__TEXTO FORNECIDO__:
>>>>>

No programa do XXIII Governo Constitucional, apresentado e aprovado na Assembleia da República no início do passado mês de abril, constam quatro grandes desafios estratégicos para o quadriénio 2022-2026:
- Responder à emergência climática;
- Assegurar a transição digital;
- Contrariar o inverno demográfico;
- Combater as desigualdades.
No referido programa, o Governo assume objetivo de:
- Reduzir, no horizonte de 2030, 55% as emissões de gases com efeito de estufa;
- Aumentar, até 2026, para 80% o peso das energias renováveis na produção de eletricidade (antecipando em quatro anos a meta anteriormente estabelecida);
- Aumentar para 47% o peso das energias renováveis no consumo final bruto de energia, no horizonte de 2030;
- Reduzir, até 2030, 40% das emissões do sector dos transportes e mobilidade.

<<<<<

__MATERIAL DE ESTUDO__:
>>>>>

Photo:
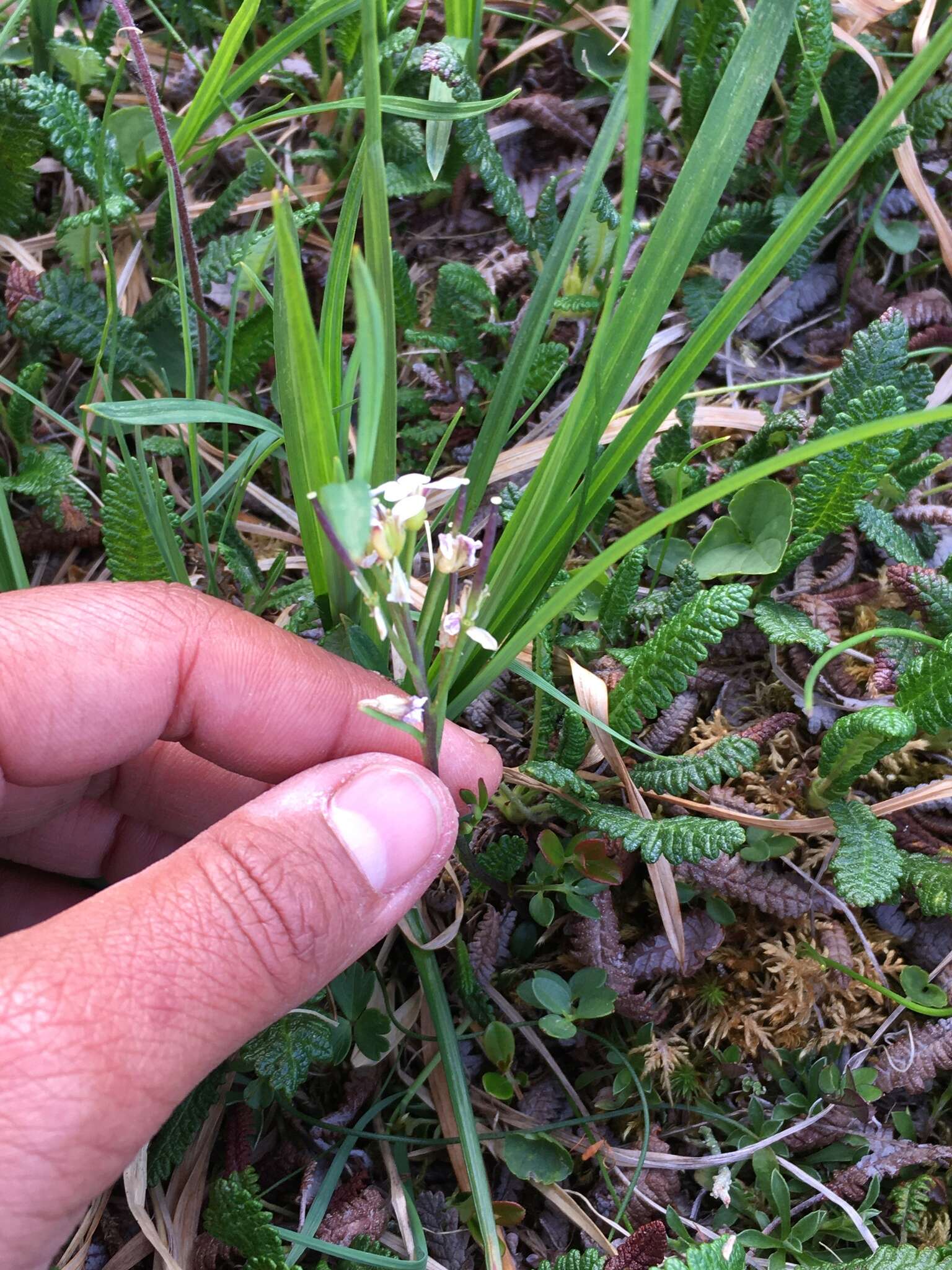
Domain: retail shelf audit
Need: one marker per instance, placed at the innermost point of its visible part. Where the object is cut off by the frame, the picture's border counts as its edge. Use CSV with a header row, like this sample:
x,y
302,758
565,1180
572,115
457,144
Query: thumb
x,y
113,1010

<<<<<
>>>>>

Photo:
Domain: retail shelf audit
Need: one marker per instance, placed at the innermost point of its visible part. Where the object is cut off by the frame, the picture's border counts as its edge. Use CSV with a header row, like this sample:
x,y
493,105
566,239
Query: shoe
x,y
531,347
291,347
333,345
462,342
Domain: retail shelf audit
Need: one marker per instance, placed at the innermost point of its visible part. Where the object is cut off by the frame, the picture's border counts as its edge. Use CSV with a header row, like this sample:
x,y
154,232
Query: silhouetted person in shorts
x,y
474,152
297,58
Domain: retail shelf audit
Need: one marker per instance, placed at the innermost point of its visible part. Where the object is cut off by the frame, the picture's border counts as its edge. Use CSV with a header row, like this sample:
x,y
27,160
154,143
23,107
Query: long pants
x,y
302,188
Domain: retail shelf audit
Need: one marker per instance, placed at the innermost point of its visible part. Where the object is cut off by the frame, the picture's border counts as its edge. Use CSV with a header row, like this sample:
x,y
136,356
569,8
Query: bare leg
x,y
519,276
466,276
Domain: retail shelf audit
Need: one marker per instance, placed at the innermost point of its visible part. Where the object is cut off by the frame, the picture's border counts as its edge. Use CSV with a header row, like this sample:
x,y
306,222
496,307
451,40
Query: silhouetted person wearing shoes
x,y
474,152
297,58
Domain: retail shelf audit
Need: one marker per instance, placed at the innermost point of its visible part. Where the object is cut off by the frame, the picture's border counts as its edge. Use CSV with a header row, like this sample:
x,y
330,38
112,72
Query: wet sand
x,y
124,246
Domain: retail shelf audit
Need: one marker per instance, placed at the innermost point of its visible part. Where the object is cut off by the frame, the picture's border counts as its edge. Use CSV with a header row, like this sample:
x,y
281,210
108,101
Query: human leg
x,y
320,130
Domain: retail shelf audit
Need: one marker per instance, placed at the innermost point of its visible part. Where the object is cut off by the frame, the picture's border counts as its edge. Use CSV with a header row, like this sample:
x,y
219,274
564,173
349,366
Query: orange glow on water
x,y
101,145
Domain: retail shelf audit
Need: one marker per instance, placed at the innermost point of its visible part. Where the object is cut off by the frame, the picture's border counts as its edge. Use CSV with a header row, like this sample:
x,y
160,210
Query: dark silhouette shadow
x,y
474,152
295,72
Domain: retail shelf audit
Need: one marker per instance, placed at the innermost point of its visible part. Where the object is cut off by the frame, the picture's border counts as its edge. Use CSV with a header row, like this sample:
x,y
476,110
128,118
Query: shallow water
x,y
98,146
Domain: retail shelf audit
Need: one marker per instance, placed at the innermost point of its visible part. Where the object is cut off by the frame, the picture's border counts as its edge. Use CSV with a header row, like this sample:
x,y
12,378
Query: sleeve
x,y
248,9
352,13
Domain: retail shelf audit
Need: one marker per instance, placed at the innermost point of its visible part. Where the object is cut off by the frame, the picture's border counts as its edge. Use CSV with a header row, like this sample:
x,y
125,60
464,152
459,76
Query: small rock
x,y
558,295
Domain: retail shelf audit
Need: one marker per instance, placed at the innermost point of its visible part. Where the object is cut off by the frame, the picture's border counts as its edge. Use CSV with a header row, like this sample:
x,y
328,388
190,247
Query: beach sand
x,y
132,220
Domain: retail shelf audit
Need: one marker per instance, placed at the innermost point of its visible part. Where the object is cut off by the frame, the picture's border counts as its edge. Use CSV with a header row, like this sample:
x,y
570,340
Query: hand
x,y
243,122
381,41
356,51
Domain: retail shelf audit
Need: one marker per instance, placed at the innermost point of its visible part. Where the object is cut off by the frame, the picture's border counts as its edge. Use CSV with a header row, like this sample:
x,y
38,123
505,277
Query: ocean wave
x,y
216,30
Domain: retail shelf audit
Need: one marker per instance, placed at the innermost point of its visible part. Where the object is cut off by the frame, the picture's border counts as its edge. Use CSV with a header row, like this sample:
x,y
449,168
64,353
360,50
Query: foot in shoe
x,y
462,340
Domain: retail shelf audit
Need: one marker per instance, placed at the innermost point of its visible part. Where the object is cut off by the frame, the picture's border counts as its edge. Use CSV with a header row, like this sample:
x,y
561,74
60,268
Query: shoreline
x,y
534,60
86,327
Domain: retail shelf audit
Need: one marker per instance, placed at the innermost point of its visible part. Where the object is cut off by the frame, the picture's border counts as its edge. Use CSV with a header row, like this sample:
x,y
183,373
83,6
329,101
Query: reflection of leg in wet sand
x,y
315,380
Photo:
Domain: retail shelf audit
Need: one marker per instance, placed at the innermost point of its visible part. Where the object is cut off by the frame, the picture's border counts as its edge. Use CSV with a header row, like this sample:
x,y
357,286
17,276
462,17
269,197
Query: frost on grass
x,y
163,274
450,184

<<<<<

__LISTA DE TAREFAS__:
A. Responda às perguntas seguintes com base no texto sobre o programa do Governo.
(i) Quantos grandes desafios estratégicos constam do programa para o quadriénio 2022-2026?
(ii) Para que percentagem o Governo pretende aumentar, até 2026, o peso das energias renováveis na produção de eletricidade?
(iii) Em que percentagem o Governo pretende reduzir, até 2030, as emissões do sector dos transportes e mobilidade?
B. Reescreva o trecho do texto sobre o programa do Governo que começa em "No programa do" e vai até "Combater as desigualdades.", trocando "inverno demográfico" por "envelhecimento populacional".
C. Por favor, retome o texto sobre o programa do Governo a partir do ponto em que termina e dê-lhe continuidade.

__TAREFAS RESOLVIDAS__:
A.
(i) Quatro.
(ii) 80%.
(iii) 40%.

B.
No programa do XXIII Governo Constitucional, apresentado e aprovado na Assembleia da República no início do passado mês de abril, constam quatro grandes desafios estratégicos para o quadriénio 2022-2026:
- Responder à emergência climática;
- Assegurar a transição digital;
- Contrariar o envelhecimento populacional;
- Combater as desigualdades.

C.
A este nível, e dos vários compromissos que o Governo assume no seu programa, merece especial destaque o seguinte: “Adotar uma fiscalidade verde em linha com o objetivo de transição justa com uma transferência progressiva da carga fiscal sobre o trabalho para a poluição e o uso intensivo de recursos, prosseguindo a eliminação de isenções e benefícios fiscais prejudiciais ao ambiente, e que confira uma clara vantagem fiscal aos veículos elétricos e a hidrogénio, que altere o enquadramento fiscal das entidades empregadoras favorecendo a comparticipação de transportes públicos em detrimento da disponibilização de transporte individual e que estabeleça incentivos para a eficiência energética, em particular nos edifícios de habitação”.
Medidas de reforço ambiental
Resulta assim evidente o reforço das intenções dos decisores políticos nacionais em que caminhemos para uma mobilidade sustentável e que permita promover a proteção ambiental, em linha com o compromisso que o país assumiu em 2016 de atingir a neutralidade carbónica em 2050.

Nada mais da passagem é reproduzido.